- _Problem description_: Decide whether each statement below agrees with the text that follows. For each, answer yes or no and quote the exact words from the text that settle it. 1. The planned help for widows would be run through a money account. 2. The man killed in the car accident near Beaumont belonged to the council. 3. The writer heard a radio program about the art of being a father being lost.

- _Text excerpt_:
____________________

I learned a lot about a man that I never knew until he was gone through this all. I also learned a lot about many men, women and children that I thought I already knew too. Treasures of Heaven abound in and through us all, and through this time of pain and sadness, I know that these things were revealed to me. We stood up at the prayer service for John as his brothers. We stood up with the community, his family, his friends, his coworkers, and others at the funeral. I am proud to have been touched by the path that John Langlois walked, even if it was only the last few steps. I walked it with my brothers for my brother.
Today as I write to you, I’ve been informed of another man within our church that has been taken from us this morning in a tragic car accident near Beaumont. I only knew him and his family in passing, but he was young with a young family as well. He wasn’t a member of our council, but I will submit this to you. Our order was founded with the idea of assisting the widow’s of Catholic men who had passed on. I don’t think that you had to be a family within the council to qualify for help. Here we are presented with two widow’s, one from our council, one from our church. Which one is more worthy of our aid? Which family mourns more or less. Which group is worse off? Neither is worse off than the other of course. In the eyes of God we are all equals and the Knights of Columbus are here as a tool for God to work with. We have talked about establishing a program of practical assistance for widow’s to be facilitated by our council. That is not to say that we will be setting up a money account to just throw money at a problem with. In fact there should be no money involved in this at all. It has been brought to my attention that some of the things that these ladies face are things like taking over responsibilities, traditionally that of their husbands. Some have never done the books before. Some have never applied for a loan before; some do not have their own credit as they have not need to have it before. Some need advice when buying a new car or maybe some simply need to have an avenue to take when getting small jobs done around the house, changing locks, fixing gutters, lawnmowers, etc.
What I am saying is this. As we develop and evolve this into an actual program, keep in mind that it shouldn’t take a program to show our Catholic community that they can trust us with good clean ethical help when it is needed. We intend to structure a program in order to make sure that no one gets missed, and also that no one gets taken advantage of either. But realize that while a widow is very much in a common state of immediate assistance at first, a senior in our community is also in need of the exact same thing, and as Knights we should be stepping up for it.
I listened to a radio program the other day that talked about how the art of being a father has been eroded and lost over the last several generations. This results in many things, not the least of which is the fact that young men aren’t being taught just what it means to be a man. Many young men are waiting to be shown this and wanting to know that they can be welcomed into manhood psychologically. If you look around today it is very clear that this is true. But I think that as men of the order we should remember that we set the example for each other as well as those who may be in need of that. Carry that in the things that you do and know that I am proud to be a brother to men like these, helping to create more men like these.

____________________

- _Dataset entries_:
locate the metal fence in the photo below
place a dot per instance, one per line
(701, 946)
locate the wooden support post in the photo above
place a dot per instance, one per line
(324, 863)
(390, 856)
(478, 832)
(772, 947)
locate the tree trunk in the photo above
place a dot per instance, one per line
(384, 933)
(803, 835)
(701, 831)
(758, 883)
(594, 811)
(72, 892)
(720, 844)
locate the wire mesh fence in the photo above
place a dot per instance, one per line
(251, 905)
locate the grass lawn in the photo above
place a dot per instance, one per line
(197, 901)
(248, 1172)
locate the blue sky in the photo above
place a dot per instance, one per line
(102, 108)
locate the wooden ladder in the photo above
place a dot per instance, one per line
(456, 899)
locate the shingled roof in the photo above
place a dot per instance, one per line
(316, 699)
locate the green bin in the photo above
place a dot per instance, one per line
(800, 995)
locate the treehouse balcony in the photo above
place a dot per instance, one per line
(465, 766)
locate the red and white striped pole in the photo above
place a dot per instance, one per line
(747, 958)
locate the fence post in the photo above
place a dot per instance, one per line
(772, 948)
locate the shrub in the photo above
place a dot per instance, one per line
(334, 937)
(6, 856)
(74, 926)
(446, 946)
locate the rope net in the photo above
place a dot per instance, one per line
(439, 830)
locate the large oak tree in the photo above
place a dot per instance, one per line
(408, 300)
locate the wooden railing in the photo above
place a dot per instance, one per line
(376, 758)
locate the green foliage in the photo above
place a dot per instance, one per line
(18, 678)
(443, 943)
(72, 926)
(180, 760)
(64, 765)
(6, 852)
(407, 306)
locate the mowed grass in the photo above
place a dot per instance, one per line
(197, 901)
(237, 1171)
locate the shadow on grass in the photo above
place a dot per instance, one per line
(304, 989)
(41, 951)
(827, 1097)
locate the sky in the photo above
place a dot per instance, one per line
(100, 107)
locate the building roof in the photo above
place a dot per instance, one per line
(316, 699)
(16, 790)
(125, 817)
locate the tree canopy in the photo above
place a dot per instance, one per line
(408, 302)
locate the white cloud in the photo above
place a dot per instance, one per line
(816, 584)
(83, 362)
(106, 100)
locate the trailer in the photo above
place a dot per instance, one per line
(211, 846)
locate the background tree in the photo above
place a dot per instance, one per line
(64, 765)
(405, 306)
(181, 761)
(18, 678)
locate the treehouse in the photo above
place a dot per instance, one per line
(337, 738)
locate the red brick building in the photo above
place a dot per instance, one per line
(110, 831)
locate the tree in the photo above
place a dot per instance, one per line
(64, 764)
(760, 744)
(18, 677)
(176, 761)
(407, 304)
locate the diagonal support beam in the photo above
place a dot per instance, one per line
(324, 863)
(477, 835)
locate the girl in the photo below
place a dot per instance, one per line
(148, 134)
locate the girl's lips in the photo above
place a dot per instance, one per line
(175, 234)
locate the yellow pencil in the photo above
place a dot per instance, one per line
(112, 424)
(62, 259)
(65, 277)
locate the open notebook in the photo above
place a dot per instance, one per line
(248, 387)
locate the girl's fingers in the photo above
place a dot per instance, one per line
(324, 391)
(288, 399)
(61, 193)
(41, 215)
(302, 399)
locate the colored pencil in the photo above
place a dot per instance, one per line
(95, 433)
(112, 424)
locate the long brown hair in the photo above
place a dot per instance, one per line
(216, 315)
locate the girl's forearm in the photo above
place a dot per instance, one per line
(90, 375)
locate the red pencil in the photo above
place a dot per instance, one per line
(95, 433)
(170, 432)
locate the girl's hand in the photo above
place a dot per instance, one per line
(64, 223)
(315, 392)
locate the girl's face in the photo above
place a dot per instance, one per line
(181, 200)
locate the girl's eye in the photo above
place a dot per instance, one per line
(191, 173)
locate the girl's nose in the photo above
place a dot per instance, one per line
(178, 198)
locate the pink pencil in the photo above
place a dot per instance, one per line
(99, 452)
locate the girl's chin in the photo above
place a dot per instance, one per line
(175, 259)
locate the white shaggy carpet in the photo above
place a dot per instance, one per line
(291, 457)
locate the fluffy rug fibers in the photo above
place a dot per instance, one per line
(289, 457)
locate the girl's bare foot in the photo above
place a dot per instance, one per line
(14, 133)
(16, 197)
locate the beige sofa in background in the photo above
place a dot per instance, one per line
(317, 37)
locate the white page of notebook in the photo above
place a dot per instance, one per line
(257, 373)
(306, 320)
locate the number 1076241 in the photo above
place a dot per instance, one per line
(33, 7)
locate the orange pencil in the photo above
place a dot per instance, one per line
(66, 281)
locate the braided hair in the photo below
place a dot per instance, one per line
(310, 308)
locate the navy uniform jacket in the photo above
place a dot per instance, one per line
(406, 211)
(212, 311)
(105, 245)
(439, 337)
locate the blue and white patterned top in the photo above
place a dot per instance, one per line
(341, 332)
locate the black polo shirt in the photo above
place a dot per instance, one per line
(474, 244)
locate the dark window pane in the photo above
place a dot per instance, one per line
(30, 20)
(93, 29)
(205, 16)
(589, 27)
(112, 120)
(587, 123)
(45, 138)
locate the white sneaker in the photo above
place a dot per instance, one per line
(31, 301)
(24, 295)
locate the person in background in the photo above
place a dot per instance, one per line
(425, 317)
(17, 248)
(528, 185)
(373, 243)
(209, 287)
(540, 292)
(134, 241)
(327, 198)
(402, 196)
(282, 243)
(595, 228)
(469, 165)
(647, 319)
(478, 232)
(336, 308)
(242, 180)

____________________

- _Result for this exercise_:
1. No: "In fact there should be no money involved in this at all."
2. No: "He wasn’t a member of our council"
3. Yes: "I listened to a radio program the other day that talked about how the art of being a father has been eroded and lost over the last several generations."